=== Task prompt ===
Pick out each line of the records below that contains the word "staff", and copy those lines.
───── Dataset records
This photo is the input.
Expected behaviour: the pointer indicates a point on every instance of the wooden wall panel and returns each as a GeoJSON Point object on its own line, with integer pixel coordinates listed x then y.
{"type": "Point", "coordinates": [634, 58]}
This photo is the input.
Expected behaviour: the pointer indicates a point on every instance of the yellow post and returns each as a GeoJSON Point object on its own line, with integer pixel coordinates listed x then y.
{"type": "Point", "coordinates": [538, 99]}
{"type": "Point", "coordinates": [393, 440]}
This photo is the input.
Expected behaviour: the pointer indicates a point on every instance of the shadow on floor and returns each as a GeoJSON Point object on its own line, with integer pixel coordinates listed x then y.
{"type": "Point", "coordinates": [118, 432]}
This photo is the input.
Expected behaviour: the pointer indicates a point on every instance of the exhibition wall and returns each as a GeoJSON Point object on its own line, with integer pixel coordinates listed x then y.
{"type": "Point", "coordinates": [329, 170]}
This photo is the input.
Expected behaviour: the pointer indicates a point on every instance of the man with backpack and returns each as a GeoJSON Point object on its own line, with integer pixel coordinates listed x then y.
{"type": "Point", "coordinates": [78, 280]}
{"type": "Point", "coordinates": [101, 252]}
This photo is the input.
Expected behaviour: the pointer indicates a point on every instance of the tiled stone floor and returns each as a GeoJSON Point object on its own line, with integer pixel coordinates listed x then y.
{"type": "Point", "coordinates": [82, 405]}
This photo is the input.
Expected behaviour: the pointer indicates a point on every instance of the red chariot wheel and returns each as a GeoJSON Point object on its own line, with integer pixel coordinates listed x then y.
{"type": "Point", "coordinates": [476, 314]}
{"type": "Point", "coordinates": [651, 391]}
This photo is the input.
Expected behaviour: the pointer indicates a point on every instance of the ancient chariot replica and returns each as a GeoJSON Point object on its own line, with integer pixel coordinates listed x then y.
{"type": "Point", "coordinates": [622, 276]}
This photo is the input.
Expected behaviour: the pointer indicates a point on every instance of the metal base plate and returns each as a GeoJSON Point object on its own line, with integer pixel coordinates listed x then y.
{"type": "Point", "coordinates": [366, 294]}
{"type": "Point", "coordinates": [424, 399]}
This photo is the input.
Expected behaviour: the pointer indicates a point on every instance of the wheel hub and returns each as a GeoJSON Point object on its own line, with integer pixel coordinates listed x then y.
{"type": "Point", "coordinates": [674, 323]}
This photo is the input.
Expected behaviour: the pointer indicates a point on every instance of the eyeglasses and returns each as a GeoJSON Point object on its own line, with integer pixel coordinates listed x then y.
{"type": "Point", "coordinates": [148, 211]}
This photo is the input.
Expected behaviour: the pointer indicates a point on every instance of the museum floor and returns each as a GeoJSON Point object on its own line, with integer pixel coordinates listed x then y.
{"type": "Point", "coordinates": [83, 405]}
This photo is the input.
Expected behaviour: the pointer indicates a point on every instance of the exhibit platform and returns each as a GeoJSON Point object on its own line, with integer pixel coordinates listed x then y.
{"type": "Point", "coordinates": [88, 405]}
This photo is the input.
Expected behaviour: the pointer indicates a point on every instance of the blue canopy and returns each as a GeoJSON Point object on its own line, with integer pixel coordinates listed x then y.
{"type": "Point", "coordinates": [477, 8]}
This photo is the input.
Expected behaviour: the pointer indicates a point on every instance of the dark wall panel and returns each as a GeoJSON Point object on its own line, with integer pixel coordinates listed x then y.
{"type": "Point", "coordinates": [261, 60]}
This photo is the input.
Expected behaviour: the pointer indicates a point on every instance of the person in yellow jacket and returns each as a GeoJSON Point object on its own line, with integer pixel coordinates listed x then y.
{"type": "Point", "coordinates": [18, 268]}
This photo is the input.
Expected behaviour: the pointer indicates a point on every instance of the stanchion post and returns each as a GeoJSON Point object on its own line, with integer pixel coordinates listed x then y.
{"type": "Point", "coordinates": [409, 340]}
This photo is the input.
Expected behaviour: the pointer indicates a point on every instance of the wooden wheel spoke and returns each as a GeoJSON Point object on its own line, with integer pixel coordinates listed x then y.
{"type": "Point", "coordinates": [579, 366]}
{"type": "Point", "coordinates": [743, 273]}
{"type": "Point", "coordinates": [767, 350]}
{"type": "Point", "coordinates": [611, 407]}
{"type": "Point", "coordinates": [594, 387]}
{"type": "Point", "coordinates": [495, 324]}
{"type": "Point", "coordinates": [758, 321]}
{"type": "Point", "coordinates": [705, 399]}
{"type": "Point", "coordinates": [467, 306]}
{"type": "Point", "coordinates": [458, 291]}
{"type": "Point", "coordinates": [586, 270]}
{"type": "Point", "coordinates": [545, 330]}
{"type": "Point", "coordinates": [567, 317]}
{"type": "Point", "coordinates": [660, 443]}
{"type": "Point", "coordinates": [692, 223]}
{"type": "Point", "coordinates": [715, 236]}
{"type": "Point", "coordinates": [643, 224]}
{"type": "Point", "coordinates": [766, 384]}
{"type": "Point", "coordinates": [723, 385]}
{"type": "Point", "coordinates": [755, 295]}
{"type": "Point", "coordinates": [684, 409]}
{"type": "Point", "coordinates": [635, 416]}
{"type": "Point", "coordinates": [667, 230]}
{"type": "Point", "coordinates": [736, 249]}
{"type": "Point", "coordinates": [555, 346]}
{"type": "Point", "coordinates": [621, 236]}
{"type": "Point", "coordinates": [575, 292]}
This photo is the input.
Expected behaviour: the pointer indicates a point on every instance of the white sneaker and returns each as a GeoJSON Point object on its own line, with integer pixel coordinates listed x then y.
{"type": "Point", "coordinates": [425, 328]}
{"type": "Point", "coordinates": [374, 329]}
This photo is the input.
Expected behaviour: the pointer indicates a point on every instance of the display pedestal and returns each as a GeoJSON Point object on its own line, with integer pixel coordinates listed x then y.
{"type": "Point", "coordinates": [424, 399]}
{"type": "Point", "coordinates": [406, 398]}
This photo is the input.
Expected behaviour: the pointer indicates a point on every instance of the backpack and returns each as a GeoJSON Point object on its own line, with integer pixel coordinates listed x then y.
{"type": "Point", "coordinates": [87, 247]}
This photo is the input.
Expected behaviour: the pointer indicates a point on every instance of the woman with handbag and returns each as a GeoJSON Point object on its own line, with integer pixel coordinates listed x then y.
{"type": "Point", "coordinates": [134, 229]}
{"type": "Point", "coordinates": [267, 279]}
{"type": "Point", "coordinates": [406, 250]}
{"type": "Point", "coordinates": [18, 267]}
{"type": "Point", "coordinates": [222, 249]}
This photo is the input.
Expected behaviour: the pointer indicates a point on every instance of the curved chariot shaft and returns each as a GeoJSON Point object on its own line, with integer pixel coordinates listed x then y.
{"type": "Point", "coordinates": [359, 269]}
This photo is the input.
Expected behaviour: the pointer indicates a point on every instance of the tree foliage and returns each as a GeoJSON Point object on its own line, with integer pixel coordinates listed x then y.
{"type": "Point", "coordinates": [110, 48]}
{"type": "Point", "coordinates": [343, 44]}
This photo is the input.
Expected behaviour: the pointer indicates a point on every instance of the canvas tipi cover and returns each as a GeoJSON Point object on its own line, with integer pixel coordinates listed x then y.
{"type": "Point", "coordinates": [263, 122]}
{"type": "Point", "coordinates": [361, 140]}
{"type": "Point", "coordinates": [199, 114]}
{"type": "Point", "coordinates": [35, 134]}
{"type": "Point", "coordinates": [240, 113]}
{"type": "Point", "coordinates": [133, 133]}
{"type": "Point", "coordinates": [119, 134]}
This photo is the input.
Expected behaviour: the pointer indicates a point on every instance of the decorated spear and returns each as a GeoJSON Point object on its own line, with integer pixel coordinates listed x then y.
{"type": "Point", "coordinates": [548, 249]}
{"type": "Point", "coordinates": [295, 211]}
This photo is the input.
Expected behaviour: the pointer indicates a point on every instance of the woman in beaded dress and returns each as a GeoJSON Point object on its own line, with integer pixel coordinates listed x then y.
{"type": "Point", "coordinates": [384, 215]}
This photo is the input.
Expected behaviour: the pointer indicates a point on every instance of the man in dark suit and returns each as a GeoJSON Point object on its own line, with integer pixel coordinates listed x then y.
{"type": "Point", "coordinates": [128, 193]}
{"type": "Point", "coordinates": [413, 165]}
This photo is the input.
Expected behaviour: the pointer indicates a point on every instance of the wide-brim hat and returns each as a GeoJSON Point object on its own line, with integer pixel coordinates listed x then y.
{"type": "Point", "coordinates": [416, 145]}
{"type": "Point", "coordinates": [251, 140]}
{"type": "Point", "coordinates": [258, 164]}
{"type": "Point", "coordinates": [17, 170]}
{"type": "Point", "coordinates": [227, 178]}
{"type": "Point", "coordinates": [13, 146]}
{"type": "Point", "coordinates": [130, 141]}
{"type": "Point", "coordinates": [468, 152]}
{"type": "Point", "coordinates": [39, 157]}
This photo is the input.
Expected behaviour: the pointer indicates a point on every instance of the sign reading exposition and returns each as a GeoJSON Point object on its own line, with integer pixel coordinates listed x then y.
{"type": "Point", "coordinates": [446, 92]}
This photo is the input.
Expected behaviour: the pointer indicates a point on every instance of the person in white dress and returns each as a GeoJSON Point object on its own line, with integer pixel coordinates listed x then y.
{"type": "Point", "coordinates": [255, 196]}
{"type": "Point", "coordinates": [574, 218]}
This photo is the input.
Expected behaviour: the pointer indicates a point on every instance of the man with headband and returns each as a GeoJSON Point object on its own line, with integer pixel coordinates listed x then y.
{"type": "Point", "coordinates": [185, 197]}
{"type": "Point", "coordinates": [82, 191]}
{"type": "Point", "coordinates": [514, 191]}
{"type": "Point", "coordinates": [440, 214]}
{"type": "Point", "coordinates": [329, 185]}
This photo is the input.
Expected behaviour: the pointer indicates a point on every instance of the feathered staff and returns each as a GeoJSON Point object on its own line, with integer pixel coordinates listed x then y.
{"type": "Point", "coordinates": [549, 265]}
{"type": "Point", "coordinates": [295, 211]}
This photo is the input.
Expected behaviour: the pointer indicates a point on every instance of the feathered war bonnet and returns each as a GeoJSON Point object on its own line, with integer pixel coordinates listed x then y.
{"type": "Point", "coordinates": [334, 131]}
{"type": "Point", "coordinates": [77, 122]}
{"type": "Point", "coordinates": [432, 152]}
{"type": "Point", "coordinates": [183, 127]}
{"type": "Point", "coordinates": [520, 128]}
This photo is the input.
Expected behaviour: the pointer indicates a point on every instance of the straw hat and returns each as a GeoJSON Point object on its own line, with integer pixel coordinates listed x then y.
──────────
=== Solution to this problem ===
Expected behaviour: the pointer indicates a point on every instance of the feathered staff and returns each as a GeoJSON Point object on its own line, with integer pixel coordinates listed x then y.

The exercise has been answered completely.